▶ **YOUR OBJECTIVE**: Can you render all of the material below as a numbered list, with blank lines and pictures left out?

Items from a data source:
★ ★ ★

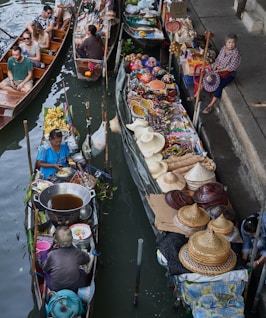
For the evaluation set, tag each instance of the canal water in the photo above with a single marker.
(122, 220)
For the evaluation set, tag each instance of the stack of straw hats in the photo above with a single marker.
(191, 219)
(207, 253)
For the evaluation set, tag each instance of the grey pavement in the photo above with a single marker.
(234, 134)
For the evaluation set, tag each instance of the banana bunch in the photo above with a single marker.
(174, 48)
(54, 119)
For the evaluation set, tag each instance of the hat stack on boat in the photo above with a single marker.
(198, 176)
(207, 253)
(191, 219)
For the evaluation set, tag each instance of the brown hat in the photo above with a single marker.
(207, 253)
(171, 181)
(221, 225)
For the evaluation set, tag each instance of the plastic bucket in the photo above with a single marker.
(42, 249)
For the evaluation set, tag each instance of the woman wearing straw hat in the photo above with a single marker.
(226, 65)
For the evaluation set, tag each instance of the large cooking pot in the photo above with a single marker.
(81, 195)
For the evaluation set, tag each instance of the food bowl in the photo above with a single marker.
(65, 172)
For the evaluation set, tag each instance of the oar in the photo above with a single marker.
(11, 36)
(208, 36)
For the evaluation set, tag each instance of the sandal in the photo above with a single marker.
(207, 110)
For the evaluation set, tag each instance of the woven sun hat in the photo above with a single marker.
(150, 143)
(137, 122)
(171, 181)
(140, 130)
(63, 236)
(197, 176)
(207, 253)
(221, 225)
(157, 168)
(193, 216)
(211, 81)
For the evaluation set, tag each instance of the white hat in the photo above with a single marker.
(150, 143)
(171, 181)
(156, 168)
(137, 122)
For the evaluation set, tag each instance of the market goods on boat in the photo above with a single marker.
(14, 102)
(106, 18)
(177, 184)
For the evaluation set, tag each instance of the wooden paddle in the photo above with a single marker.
(208, 36)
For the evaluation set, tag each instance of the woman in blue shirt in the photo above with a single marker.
(53, 155)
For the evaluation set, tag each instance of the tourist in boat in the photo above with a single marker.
(225, 65)
(92, 47)
(248, 232)
(63, 13)
(41, 36)
(53, 155)
(19, 72)
(46, 19)
(63, 263)
(31, 49)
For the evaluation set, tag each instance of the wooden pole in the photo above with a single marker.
(139, 259)
(25, 123)
(208, 35)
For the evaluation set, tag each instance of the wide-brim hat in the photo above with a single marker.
(150, 143)
(211, 81)
(137, 122)
(221, 225)
(157, 168)
(193, 216)
(171, 181)
(207, 253)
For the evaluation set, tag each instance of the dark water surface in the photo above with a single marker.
(122, 220)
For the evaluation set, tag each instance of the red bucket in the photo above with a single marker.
(42, 249)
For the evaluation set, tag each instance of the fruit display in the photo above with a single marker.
(55, 118)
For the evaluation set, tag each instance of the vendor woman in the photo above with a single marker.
(53, 155)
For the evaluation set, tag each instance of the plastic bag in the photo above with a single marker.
(98, 140)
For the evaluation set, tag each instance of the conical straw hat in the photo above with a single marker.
(193, 216)
(171, 181)
(157, 168)
(221, 225)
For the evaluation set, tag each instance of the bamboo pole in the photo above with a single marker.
(208, 35)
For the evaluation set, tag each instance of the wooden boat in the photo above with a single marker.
(107, 20)
(144, 27)
(13, 103)
(41, 222)
(148, 105)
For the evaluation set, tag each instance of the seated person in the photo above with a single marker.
(19, 72)
(41, 36)
(46, 19)
(63, 13)
(63, 262)
(92, 47)
(53, 155)
(31, 50)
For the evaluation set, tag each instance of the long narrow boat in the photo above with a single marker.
(162, 148)
(41, 221)
(107, 20)
(143, 26)
(13, 103)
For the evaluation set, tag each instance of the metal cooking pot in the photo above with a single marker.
(70, 216)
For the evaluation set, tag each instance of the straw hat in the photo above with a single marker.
(63, 236)
(197, 176)
(221, 225)
(140, 130)
(193, 216)
(156, 168)
(171, 181)
(150, 143)
(137, 122)
(211, 81)
(207, 253)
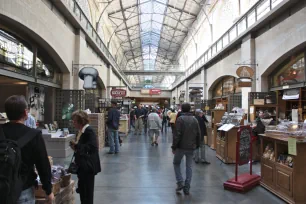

★ ★ ★

▶ **TASK RESPONSE**:
1. For the evaluation set, tag each instance of the canal water in the photo above with a single marker.
2. (122, 220)
3. For the evaluation set, tag each instance of the stack of straw hats in the photo above with a single marker.
4. (191, 219)
5. (207, 253)
6. For the evaluation set, tag each instance of the grey pavement in the photo above with a single marker.
7. (234, 134)
8. For the evaluation set, tag each instance of the banana bunch in the photo above with a single marker.
9. (174, 48)
10. (54, 119)
11. For the evaluation set, tag each instance of the hat stack on boat in the photo above with a single marker.
12. (198, 176)
13. (207, 253)
14. (191, 219)
15. For the evaluation set, tag each instance of the brown hat in the photo above with a single marker.
16. (207, 253)
17. (171, 181)
18. (221, 225)
19. For the evaluation set, tag each instance of the plastic bucket in the photo above with a single marker.
20. (42, 249)
21. For the evaluation set, tag each instance of the woman wearing straw hat in the photo above with a single marker.
22. (226, 65)
23. For the evaluation set, tag each instance of the large cooking pot in the photo above with a single marker.
24. (81, 195)
25. For the evaluation set, tag each instance of the food bowl in the photo above with a single marker.
26. (65, 172)
27. For the evaluation set, tag each instance of the oar in the photo above with a single marker.
28. (11, 36)
29. (208, 36)
30. For the evaluation set, tag each instance of the sandal in the photo above with a single marker.
31. (207, 110)
32. For the evaluation set, tag each instance of the woven sun hat in the photo above with a single marker.
33. (150, 143)
34. (137, 122)
35. (171, 181)
36. (140, 130)
37. (63, 236)
38. (197, 176)
39. (207, 253)
40. (221, 225)
41. (157, 168)
42. (193, 216)
43. (211, 81)
44. For the evaluation set, tag each instance of the white hat in the photo above with a single marker.
45. (150, 143)
46. (171, 181)
47. (156, 168)
48. (137, 122)
49. For the evaluation set, tag each instance of the market goods on boat in the photo above with a single marker.
50. (14, 102)
51. (106, 18)
52. (177, 184)
53. For the evaluation set, tag each instance of the wooden paddle in the photo above with a single marker.
54. (208, 36)
55. For the evaluation set, tag each instance of the woman in blue shirt in the photo above with a single marker.
56. (53, 155)
57. For the evaluation set, tag each instance of the tourist in boat in the photo above with a single marker.
58. (225, 65)
59. (92, 47)
60. (248, 232)
61. (63, 13)
62. (41, 36)
63. (53, 155)
64. (19, 72)
65. (46, 19)
66. (63, 263)
67. (31, 49)
68. For the evaluation set, tag each instance of the wooden pole in the photo above with a single marker.
69. (139, 259)
70. (25, 123)
71. (208, 35)
72. For the evaluation set, tag each instance of the wide-brim hat in the photo above with a single marker.
73. (150, 143)
74. (211, 81)
75. (137, 122)
76. (221, 225)
77. (157, 168)
78. (193, 216)
79. (171, 181)
80. (207, 253)
81. For the evaluation set, tag each instance of the dark water surface in the photo above with a single marker.
82. (122, 220)
83. For the evaluation set, tag each instance of the red bucket in the photo above with a single marker.
84. (42, 249)
85. For the evaluation set, tag each instance of the fruit display in the photo above with a single marker.
86. (55, 118)
87. For the evaluation set, tag each instance of the vendor woman in the photo above with a single marker.
88. (53, 155)
89. For the evaluation set, tag each instance of the plastic bag in the photo above with a single marker.
90. (98, 140)
91. For the evaluation set, tag each instance of the conical straw hat in the photo above with a single marker.
92. (193, 216)
93. (171, 181)
94. (157, 168)
95. (221, 225)
96. For the evaluation set, tag each instance of the bamboo pole in the photo above with a single marker.
97. (208, 35)
98. For the evaluation set, tag each instance of the wooden boat in the photo above with a single marker.
99. (107, 20)
100. (144, 27)
101. (13, 103)
102. (41, 222)
103. (148, 105)
104. For the evaluation set, tag each instance of the seated person in the photo above with a single marker.
105. (19, 72)
106. (41, 36)
107. (46, 19)
108. (63, 13)
109. (63, 262)
110. (92, 47)
111. (53, 155)
112. (31, 50)
113. For the evaluation set, tag each instance of the long narrow boat in the photo above with a single marker.
114. (162, 148)
115. (41, 221)
116. (107, 20)
117. (143, 26)
118. (13, 103)
119. For the evaluation set, tag each instance of the metal cooking pot in the photo above with a single marker.
120. (70, 216)
121. For the evaluation set, tag each instance of the straw hat in the photo above with a single marker.
122. (63, 236)
123. (197, 176)
124. (221, 225)
125. (140, 130)
126. (193, 216)
127. (156, 168)
128. (171, 181)
129. (150, 143)
130. (137, 122)
131. (211, 81)
132. (207, 253)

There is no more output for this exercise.